:: Problemas y tareas ::
A - Enumera todos los verbos en infinitivo que aparecen en el texto sobre el origen de la Biblia.
B - Desplaza en 112 cada coordenada de los puntos en el tramo de los registros que va desde la línea que contiene "locate black sky -- one point per instance" hasta el final de los registros, ambos extremos incluidos. Reescribe todas las líneas de ese tramo, también las instrucciones de cada registro.

:: Texto extraído ::

┄┄┄┄┄┄

Suponer que la Biblia es de origen humano es crear insuperables dificultades y anular toda razonable probabilidad. La única teoría verdaderamente racional acerca del libro es la que él mismo suministra: «…los santos hombres de Dios hablaron siendo inspirados por el Espíritu Santo» (2 Pedro 1:21).

Aquí hallamos la explicación de todo el asunto. La presencia de una suprema mente orientadora, que inspira y controla las declaraciones de los autores, da completa razón de la armonía de la enseñanza en todas sus páginas, y de la exaltada naturaleza de su doctrina. Desde cualquier otro punto de vista el libro es un enigma que desconcierta y turba la mente que enfrenta seriamente todos los hechos del caso.

┄┄┄┄┄┄

:: Material de trabajo ::

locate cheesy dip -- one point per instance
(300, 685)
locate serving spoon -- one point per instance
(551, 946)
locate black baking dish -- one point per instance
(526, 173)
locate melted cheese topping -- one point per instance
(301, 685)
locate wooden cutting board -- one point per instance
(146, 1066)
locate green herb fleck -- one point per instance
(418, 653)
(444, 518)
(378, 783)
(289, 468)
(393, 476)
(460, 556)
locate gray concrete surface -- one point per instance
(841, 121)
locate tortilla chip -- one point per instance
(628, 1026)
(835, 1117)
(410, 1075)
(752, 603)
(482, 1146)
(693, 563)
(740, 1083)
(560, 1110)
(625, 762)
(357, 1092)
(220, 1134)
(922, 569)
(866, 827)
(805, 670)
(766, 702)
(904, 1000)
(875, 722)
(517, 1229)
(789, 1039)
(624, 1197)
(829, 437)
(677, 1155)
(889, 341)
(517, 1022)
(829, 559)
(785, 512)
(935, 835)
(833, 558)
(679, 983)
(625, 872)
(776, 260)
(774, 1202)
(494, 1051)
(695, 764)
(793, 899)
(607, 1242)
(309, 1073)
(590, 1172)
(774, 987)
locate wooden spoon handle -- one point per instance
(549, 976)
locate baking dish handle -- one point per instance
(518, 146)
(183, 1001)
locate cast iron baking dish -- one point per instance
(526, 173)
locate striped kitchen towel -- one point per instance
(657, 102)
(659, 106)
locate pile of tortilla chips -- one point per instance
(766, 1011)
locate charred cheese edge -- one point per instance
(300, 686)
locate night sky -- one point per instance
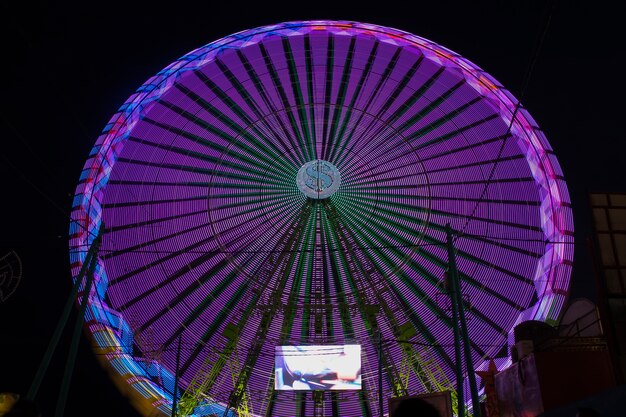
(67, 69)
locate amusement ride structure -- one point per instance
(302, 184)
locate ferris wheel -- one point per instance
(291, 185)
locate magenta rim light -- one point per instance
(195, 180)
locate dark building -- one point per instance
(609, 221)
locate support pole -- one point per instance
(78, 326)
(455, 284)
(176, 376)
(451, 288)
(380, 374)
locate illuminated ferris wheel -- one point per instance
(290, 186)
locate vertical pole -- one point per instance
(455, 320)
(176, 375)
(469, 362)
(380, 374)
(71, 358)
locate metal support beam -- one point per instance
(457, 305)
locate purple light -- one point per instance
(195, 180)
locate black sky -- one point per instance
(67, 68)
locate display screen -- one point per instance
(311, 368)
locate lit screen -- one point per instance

┄┄┄┄┄┄

:: Soluciones por tarea ::
A - Suponer, crear, anular

B -
locate black sky -- one point per instance
(179, 180)
locate display screen -- one point per instance
(423, 480)
locate lit screen -- one point per instance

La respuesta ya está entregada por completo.